• _Excerpts from point annotation records_
• • • • •

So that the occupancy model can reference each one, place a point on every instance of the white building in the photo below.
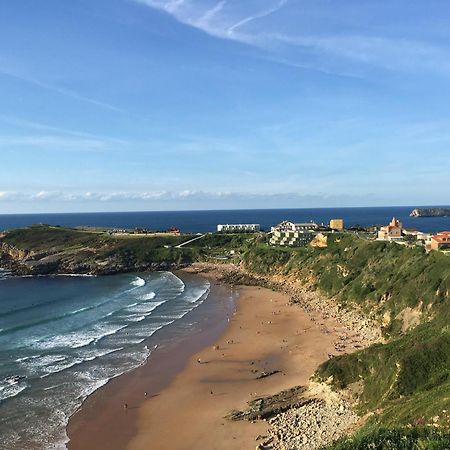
(291, 226)
(238, 228)
(293, 234)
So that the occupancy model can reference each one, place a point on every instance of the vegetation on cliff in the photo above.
(403, 382)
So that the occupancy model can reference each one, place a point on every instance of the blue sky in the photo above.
(206, 104)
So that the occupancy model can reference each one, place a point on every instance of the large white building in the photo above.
(238, 228)
(293, 234)
(291, 226)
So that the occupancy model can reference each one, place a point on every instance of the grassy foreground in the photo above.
(402, 383)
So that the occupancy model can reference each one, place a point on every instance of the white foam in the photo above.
(138, 282)
(144, 308)
(79, 339)
(197, 294)
(11, 388)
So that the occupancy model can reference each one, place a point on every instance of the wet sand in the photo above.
(187, 400)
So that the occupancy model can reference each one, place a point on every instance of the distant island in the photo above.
(430, 212)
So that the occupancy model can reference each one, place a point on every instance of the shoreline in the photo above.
(102, 422)
(289, 341)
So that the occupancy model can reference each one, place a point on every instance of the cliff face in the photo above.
(21, 262)
(45, 251)
(430, 212)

• • • • •

• _Task details_
Please output the lines from the one containing "island in the photo above." through the end of the records as a numbered list, with blank lines left out.

• _Response for this exercise_
1. So that the occupancy model can reference each one, place a point on every instance of the distant island in the photo above.
2. (430, 212)
3. So that the occupancy model can reference each one, place a point on every instance of the shoreline in the photo above.
4. (102, 422)
5. (289, 341)
6. So that the occupancy model can reference each one, place a point on every instance of the cliff face in the photo above.
7. (21, 262)
8. (45, 251)
9. (430, 212)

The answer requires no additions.